Hi Olle and Karin. Thanks for this presentation. Thanks for taking my question. So I have a few questions, but would you like to start by expanding on the strength in the U.K., Switzerland and Austria. Is that mainly connected to hospitality? Or is it driven by consumers?
In Switzerland, Austria, it is driven by hospitality. In U.K., I would say it's actually both areas that is developing more or less on the same level.
Perfect. And if we look at Rest of world and more specifically, the U.S. and Artscape, you show very, very strong organic growth there. Would you like to give some color on that? Any deviations from normal seasonality or anything else you could explain that growth?
I mean, as you know, we reported 60% up as January, February last year. Artscape was not part of it. But then when we look at the underlying organic growth, this is coming from our wallpaper business. So it's Cole & Son and Borastapeter and actually a bit of Pappelina rugs as well.
Okay. Cool. And if we move on down the P&L, you say that input costs have started to level off. Do you have any outlook on the coming year? Anything you can say about that?
I mean it's -- our guess, which is almost as good as anyone else. I don't see -- we don't see the input material having this steep increases as it had last year. What we haven't seen that, but what we could expect is maybe a small decline, but it's a little bit too early to mention that.

DATASET EXTRACT ->
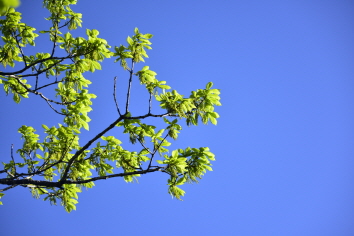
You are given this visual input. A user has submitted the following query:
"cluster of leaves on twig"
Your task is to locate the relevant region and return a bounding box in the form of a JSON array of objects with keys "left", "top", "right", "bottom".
[{"left": 0, "top": 0, "right": 221, "bottom": 212}]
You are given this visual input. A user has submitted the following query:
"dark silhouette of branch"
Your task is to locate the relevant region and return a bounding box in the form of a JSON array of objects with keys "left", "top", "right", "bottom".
[
  {"left": 113, "top": 76, "right": 122, "bottom": 116},
  {"left": 125, "top": 59, "right": 134, "bottom": 113}
]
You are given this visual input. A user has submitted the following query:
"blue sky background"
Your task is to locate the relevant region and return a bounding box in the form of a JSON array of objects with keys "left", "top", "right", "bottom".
[{"left": 0, "top": 0, "right": 354, "bottom": 236}]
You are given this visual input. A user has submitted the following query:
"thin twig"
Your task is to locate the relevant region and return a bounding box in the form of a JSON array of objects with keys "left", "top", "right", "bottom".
[
  {"left": 113, "top": 76, "right": 122, "bottom": 116},
  {"left": 125, "top": 59, "right": 134, "bottom": 113},
  {"left": 148, "top": 93, "right": 152, "bottom": 114},
  {"left": 11, "top": 144, "right": 17, "bottom": 174},
  {"left": 135, "top": 135, "right": 152, "bottom": 154}
]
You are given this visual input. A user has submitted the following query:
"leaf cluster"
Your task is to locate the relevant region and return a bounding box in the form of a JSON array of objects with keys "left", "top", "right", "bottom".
[{"left": 0, "top": 0, "right": 221, "bottom": 212}]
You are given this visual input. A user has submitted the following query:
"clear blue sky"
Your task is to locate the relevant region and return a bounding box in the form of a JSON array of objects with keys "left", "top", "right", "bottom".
[{"left": 0, "top": 0, "right": 354, "bottom": 236}]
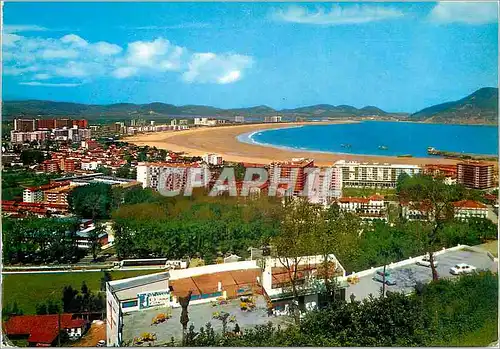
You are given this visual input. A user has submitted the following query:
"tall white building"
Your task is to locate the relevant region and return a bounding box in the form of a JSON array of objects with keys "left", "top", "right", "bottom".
[
  {"left": 334, "top": 160, "right": 422, "bottom": 188},
  {"left": 201, "top": 154, "right": 224, "bottom": 165},
  {"left": 137, "top": 162, "right": 210, "bottom": 191}
]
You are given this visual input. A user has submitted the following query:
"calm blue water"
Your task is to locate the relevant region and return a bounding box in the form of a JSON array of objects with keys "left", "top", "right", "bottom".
[{"left": 238, "top": 121, "right": 498, "bottom": 157}]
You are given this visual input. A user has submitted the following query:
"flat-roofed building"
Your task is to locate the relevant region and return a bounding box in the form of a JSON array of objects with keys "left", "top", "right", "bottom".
[
  {"left": 269, "top": 158, "right": 314, "bottom": 195},
  {"left": 453, "top": 200, "right": 488, "bottom": 220},
  {"left": 337, "top": 195, "right": 387, "bottom": 221},
  {"left": 14, "top": 119, "right": 36, "bottom": 132},
  {"left": 334, "top": 160, "right": 421, "bottom": 188},
  {"left": 457, "top": 161, "right": 493, "bottom": 189},
  {"left": 137, "top": 162, "right": 210, "bottom": 191}
]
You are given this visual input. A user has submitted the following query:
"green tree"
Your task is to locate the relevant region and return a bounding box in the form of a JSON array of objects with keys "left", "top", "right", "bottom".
[
  {"left": 399, "top": 175, "right": 456, "bottom": 280},
  {"left": 271, "top": 198, "right": 319, "bottom": 324},
  {"left": 68, "top": 183, "right": 112, "bottom": 219}
]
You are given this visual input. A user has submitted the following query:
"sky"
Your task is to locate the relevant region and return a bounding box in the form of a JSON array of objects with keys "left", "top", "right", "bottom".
[{"left": 2, "top": 2, "right": 498, "bottom": 112}]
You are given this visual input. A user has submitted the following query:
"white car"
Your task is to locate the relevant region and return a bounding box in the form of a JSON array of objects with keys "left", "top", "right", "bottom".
[
  {"left": 417, "top": 256, "right": 438, "bottom": 268},
  {"left": 450, "top": 263, "right": 476, "bottom": 275}
]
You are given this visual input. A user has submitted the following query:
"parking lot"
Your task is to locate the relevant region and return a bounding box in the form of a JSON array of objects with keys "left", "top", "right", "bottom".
[
  {"left": 346, "top": 246, "right": 497, "bottom": 301},
  {"left": 123, "top": 296, "right": 293, "bottom": 346}
]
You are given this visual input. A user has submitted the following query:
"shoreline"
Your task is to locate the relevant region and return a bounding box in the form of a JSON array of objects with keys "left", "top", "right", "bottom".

REQUIREMENT 1 -> Translate this sentence from the call transcript into Spanish: "But then when we look at the underlying organic growth, this is coming from our wallpaper business."
REQUIREMENT 2 -> According to the call transcript, what drives the strength in Switzerland and Austria?
Rely solely on the call transcript for everything that follows.

WRITTEN ANSWER 1 -> Pero luego, cuando observamos el crecimiento orgánico subyacente, este proviene de nuestro negocio de papel pintado.

WRITTEN ANSWER 2 -> Hospitality.